======== GIVEN DATA
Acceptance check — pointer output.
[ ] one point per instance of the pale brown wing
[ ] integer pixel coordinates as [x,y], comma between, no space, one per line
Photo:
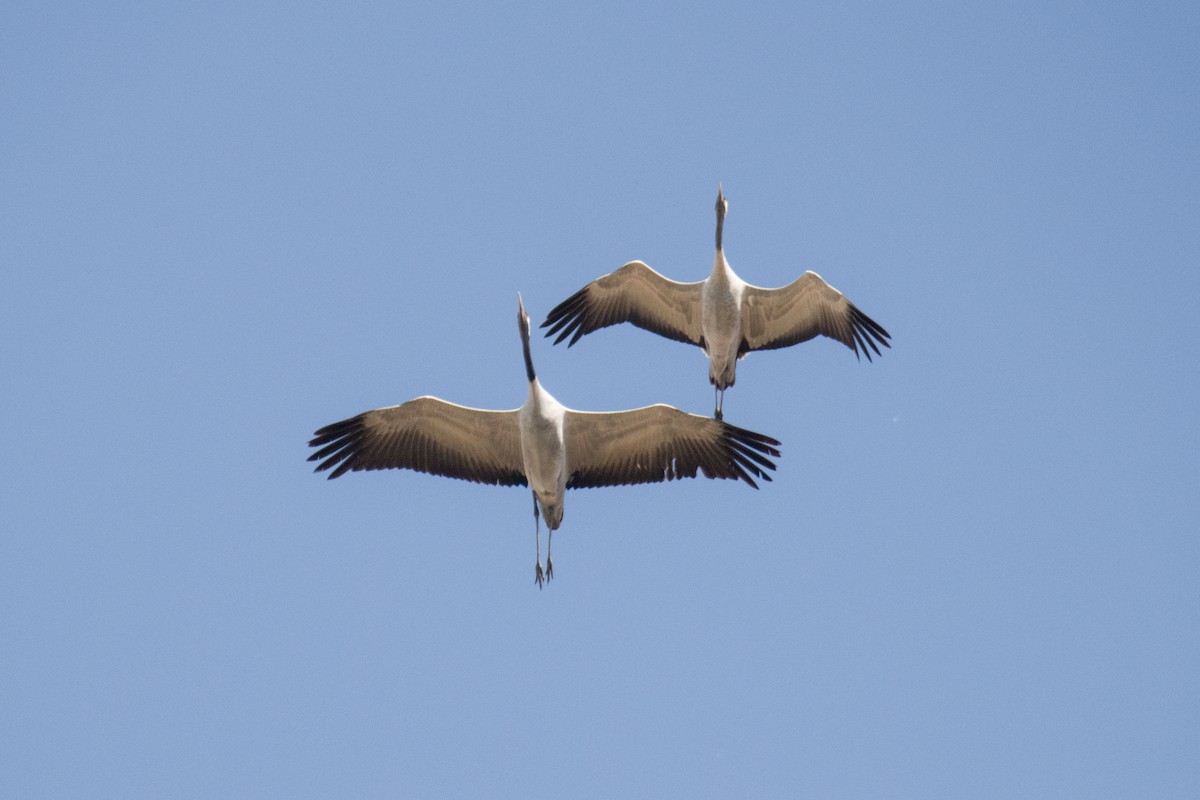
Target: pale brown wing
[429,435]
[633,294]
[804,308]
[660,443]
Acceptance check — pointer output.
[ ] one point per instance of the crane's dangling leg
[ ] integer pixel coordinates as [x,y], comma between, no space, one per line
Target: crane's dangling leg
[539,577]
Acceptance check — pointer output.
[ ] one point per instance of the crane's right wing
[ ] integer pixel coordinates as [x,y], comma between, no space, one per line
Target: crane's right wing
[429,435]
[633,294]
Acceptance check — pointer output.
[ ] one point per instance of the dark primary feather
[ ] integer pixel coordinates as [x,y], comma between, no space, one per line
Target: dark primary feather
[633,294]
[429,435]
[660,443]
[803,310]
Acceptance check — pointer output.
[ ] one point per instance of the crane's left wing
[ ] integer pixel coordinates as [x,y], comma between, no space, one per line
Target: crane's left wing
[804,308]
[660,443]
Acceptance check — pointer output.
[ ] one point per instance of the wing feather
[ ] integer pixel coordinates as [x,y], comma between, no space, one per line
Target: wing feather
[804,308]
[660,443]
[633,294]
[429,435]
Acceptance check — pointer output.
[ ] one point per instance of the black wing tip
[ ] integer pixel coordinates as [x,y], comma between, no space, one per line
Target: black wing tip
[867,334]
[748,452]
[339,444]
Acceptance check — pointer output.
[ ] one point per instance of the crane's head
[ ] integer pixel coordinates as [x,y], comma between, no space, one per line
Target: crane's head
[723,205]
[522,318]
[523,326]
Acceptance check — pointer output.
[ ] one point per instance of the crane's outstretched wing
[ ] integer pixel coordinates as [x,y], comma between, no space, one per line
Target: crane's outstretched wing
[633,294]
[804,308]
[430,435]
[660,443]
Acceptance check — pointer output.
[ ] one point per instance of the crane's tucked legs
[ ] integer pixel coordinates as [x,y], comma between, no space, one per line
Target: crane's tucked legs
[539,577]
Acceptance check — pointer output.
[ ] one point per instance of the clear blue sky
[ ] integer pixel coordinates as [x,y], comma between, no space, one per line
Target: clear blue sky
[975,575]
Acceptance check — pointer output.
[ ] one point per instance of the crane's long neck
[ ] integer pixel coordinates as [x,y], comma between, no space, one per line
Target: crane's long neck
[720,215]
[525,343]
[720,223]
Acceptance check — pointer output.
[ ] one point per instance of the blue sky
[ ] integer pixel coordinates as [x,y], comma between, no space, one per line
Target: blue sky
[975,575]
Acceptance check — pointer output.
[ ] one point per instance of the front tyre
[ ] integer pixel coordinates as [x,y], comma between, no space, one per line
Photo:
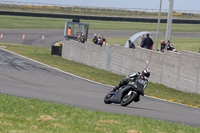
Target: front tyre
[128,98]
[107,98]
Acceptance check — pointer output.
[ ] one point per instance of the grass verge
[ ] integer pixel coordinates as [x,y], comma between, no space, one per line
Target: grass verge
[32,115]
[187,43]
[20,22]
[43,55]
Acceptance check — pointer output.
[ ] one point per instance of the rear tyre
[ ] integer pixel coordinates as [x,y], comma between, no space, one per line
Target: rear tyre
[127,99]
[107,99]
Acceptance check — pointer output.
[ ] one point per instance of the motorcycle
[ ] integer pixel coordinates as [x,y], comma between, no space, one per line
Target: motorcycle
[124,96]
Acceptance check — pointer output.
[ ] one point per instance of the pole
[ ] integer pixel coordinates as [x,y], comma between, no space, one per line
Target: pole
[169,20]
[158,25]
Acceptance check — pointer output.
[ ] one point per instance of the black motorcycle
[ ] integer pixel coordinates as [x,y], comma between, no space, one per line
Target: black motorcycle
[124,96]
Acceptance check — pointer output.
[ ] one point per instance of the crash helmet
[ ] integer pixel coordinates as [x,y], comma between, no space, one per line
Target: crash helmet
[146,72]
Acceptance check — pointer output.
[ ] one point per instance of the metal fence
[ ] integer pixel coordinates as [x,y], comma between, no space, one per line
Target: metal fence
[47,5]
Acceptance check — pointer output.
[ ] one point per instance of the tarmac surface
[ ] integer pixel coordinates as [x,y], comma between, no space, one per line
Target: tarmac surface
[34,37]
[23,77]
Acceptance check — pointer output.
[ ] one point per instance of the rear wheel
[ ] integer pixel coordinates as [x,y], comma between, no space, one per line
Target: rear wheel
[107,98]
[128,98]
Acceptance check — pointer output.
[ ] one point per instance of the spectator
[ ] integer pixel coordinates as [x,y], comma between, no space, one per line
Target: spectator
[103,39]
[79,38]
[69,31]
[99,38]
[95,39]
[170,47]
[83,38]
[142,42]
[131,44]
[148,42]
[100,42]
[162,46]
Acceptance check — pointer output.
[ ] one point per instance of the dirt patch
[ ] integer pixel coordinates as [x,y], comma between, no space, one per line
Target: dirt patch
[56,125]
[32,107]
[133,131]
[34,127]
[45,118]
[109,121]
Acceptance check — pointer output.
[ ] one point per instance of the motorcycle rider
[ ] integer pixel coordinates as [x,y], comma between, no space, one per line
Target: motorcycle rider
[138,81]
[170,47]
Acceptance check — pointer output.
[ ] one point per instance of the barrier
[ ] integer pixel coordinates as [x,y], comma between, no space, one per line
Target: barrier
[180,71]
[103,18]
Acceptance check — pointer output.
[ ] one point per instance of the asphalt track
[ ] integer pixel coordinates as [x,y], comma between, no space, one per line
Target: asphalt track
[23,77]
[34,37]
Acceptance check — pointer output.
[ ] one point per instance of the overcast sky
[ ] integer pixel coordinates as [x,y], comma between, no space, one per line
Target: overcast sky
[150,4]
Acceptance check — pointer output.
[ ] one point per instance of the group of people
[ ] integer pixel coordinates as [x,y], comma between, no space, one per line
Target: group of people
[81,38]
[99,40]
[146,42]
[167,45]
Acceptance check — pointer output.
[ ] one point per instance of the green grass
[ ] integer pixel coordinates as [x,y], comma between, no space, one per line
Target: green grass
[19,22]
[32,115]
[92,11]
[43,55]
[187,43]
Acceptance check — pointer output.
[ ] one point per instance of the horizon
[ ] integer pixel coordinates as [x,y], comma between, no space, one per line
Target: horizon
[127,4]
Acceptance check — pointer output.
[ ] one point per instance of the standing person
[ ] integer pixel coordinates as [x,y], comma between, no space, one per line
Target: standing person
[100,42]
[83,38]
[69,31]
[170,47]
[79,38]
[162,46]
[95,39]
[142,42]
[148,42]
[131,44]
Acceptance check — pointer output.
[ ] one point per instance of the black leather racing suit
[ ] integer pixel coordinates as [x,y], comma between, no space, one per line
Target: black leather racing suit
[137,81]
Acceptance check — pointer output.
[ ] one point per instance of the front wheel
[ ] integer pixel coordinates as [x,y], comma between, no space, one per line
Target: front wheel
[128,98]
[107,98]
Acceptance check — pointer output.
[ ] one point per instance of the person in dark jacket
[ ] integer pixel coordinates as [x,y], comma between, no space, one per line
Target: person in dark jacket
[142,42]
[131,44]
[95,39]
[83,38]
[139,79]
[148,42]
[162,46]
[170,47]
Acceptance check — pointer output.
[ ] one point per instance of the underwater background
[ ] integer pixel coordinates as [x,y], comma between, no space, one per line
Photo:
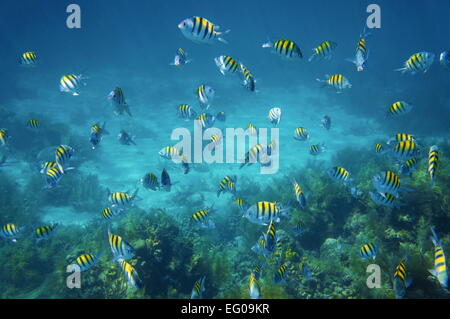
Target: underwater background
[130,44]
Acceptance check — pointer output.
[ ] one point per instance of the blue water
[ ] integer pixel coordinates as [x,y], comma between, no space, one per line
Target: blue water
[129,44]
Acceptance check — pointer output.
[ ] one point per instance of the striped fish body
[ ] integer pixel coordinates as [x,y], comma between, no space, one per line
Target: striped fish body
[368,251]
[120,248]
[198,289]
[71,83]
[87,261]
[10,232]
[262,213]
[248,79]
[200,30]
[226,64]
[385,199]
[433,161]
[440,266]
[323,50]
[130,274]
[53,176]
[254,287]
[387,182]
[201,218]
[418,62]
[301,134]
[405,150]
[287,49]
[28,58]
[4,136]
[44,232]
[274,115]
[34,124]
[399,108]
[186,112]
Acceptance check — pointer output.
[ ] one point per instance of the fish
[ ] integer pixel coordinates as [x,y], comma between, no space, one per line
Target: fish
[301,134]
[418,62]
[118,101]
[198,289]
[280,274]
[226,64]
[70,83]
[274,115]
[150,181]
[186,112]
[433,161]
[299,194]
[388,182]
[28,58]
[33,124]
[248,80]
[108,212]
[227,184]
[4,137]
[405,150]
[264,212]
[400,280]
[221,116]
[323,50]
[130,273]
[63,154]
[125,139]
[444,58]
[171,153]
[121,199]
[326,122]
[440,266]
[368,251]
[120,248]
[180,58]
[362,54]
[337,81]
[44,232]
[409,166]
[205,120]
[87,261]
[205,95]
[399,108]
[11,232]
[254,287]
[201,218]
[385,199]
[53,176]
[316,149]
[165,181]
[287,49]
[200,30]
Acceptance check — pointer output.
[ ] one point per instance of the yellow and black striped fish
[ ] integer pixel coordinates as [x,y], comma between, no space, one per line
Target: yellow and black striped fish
================
DO THIS: Please find each line above that contains the word "rear" and copy those lines.

ANSWER FOR THE TASK:
[ ] one point per instance of the rear tyre
Target: rear tyre
[ ] one point per instance of the rear wheel
Target: rear wheel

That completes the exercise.